» EXERCISE AIM
Everything from the line containing "For every instance of the double-hung" to the last line of the records must be returned verbatim; nothing else belongs in the output.

» RECORDS TO USE
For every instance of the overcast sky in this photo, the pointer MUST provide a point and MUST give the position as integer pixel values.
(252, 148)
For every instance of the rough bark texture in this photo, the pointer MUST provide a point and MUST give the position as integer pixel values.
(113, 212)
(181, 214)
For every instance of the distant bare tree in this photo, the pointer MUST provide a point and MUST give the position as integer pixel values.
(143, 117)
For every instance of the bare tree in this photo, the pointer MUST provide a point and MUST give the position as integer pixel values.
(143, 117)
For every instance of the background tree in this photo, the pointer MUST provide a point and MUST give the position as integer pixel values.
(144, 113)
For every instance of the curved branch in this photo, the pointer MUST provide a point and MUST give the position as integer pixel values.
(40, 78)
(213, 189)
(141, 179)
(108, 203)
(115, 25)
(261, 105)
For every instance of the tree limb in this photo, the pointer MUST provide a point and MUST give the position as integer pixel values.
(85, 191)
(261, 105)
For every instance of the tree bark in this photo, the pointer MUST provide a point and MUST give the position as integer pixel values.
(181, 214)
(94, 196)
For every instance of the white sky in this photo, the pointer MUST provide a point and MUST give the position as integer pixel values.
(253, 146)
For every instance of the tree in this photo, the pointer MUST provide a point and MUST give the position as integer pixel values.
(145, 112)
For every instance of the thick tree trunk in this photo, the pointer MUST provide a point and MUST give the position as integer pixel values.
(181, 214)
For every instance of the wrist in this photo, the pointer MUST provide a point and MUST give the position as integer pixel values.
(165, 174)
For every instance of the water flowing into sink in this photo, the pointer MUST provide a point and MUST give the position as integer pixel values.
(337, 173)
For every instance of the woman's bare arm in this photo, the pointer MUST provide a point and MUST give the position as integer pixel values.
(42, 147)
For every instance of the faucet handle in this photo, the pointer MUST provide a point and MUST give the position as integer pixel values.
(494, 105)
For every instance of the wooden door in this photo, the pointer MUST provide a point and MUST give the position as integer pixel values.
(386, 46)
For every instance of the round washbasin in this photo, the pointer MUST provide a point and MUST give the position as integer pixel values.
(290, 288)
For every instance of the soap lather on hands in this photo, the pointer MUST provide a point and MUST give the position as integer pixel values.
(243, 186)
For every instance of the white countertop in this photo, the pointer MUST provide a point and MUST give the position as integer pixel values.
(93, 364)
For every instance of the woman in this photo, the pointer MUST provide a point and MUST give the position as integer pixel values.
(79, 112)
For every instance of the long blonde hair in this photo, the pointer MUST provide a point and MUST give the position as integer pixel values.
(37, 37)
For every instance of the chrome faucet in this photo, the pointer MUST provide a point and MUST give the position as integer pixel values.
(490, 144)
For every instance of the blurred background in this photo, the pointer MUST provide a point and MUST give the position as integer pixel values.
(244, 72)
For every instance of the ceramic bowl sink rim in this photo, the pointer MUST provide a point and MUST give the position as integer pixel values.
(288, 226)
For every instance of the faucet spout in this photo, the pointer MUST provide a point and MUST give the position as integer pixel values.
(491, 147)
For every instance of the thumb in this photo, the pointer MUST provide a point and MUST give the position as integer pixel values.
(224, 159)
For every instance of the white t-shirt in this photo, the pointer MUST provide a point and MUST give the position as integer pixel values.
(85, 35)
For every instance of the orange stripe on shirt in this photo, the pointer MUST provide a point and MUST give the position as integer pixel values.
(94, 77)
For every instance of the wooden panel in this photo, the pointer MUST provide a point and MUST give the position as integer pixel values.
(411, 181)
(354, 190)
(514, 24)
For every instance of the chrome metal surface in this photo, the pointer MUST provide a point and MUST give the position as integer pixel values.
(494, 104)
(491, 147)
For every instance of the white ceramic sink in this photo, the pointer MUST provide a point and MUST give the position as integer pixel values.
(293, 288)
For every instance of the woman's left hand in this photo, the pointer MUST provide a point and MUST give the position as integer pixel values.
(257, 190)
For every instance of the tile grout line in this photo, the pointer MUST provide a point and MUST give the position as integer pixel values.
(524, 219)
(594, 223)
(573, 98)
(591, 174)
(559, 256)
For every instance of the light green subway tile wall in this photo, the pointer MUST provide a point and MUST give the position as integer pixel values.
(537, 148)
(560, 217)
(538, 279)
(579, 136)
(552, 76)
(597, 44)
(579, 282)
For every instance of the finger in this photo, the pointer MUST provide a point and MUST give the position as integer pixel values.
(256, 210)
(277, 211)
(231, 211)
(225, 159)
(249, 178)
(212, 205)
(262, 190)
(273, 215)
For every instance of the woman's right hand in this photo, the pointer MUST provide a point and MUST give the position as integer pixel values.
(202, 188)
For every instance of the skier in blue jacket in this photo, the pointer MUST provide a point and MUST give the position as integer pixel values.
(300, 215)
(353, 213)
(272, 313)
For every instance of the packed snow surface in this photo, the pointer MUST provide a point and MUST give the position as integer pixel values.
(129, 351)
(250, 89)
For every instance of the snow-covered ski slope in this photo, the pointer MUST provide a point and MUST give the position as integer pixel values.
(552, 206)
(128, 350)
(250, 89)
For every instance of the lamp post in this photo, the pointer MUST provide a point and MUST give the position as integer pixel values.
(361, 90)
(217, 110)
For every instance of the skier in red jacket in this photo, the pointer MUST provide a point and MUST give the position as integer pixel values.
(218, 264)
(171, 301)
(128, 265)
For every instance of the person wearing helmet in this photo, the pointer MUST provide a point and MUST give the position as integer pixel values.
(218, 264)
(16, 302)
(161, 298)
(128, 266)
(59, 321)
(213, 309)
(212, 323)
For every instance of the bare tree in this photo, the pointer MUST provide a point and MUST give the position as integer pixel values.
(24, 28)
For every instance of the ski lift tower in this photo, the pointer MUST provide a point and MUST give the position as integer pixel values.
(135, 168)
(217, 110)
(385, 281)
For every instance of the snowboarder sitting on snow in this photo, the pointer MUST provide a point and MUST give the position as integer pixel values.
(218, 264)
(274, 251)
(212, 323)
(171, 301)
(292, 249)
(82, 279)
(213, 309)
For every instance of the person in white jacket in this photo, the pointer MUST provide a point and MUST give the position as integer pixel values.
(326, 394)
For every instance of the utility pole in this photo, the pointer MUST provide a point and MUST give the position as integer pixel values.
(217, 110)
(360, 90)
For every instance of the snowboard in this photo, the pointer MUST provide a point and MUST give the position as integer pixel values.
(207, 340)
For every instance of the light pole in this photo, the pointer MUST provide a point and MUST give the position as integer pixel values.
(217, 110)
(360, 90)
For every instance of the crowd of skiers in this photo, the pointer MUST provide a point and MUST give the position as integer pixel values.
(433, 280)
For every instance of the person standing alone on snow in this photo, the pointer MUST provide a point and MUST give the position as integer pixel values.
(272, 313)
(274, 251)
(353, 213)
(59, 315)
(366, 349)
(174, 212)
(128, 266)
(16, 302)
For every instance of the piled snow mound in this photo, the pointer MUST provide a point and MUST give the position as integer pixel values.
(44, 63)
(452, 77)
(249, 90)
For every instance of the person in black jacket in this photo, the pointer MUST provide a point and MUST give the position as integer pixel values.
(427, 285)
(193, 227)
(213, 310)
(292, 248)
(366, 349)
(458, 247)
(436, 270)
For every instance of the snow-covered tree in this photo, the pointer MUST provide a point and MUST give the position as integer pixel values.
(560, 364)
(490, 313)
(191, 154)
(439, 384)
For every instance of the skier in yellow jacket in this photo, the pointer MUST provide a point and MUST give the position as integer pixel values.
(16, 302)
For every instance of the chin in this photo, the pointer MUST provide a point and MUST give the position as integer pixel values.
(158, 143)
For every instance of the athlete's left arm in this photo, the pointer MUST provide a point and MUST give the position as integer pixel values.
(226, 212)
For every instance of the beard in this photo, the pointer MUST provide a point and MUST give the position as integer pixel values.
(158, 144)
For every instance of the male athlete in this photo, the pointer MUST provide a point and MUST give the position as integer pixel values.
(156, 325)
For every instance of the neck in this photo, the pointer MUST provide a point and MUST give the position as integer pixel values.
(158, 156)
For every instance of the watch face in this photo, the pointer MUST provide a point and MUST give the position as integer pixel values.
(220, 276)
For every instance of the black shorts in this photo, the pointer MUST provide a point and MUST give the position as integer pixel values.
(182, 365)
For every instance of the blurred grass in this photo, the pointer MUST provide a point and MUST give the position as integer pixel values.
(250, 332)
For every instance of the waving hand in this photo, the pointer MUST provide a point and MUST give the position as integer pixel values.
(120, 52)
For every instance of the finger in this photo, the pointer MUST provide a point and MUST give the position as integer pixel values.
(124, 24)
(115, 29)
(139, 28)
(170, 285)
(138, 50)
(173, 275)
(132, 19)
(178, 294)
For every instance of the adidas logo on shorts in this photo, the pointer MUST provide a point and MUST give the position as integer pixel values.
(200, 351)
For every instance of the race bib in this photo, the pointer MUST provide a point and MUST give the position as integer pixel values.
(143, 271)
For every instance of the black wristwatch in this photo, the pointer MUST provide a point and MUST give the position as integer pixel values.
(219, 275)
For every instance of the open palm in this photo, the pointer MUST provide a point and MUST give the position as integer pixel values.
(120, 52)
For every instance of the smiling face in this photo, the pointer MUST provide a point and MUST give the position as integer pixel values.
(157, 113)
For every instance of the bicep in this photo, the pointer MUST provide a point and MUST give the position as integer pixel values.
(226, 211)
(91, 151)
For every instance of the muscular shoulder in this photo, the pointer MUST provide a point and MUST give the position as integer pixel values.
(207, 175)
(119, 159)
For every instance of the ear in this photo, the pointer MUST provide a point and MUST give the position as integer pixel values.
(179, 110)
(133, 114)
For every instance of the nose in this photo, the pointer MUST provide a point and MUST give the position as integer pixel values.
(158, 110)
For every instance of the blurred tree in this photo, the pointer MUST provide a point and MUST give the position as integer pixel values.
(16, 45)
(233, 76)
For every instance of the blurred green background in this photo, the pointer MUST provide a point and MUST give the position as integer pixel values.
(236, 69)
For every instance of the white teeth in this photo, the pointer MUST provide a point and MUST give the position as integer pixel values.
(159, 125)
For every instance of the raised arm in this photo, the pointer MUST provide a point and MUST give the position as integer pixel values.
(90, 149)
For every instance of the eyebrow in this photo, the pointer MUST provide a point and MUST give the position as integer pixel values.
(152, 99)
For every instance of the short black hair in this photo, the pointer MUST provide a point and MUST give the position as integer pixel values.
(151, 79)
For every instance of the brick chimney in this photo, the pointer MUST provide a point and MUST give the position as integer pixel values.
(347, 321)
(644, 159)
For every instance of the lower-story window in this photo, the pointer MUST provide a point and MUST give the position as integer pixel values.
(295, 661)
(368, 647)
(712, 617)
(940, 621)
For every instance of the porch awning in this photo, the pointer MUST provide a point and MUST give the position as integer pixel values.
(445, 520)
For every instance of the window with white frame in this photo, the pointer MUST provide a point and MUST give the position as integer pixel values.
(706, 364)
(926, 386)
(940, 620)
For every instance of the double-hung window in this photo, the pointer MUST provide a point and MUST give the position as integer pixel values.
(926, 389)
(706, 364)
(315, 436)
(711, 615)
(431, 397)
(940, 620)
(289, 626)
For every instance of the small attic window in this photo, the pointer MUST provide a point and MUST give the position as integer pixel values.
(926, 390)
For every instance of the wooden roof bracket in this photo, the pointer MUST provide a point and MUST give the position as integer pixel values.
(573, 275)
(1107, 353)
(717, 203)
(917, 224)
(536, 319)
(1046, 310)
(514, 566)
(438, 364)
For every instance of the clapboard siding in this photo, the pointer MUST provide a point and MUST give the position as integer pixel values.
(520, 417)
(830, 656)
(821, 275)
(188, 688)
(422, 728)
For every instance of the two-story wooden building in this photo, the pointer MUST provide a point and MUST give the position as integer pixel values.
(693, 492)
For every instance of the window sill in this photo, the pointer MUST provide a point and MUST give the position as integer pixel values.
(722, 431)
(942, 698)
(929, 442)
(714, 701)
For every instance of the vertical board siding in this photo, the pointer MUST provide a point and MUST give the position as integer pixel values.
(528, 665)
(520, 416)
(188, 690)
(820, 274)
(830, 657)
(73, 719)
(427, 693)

» ANSWER BOX
For every instance of the double-hung window in this photo, the pointer MUST provide a point and MUST give the position as integer pixel values.
(926, 389)
(706, 364)
(315, 436)
(711, 615)
(431, 397)
(940, 620)
(289, 626)
For every instance of the small attic window in this photo, the pointer MUST provide a point and MUST give the position as integer pixel values.
(926, 390)
For every instance of the wooden roof bracket in this photo, the pointer MUST provide a point and MUST give the position as integer pixel values.
(573, 275)
(1107, 353)
(717, 203)
(917, 224)
(536, 319)
(1046, 310)
(514, 566)
(438, 364)
For every instance of the clapboard siding in this photo, the pointer MUST provide a point and MUST give the position as integer pixel values.
(520, 417)
(830, 656)
(821, 275)
(188, 688)
(422, 728)
For every instance of the two-story wooden building in this photo, the pointer MUST provide a point and MUST give the position as integer pixel values.
(693, 492)
For every instance of the window sill in this photo, the pointer MUST provide a point and MUST give the position as integer pixel values.
(722, 431)
(942, 698)
(929, 442)
(714, 701)
For every instance of the vertical board siding in this photo, the pointer MUST provide a point and MUST give the position as integer pixel values.
(528, 665)
(520, 416)
(188, 690)
(820, 274)
(830, 657)
(73, 719)
(427, 693)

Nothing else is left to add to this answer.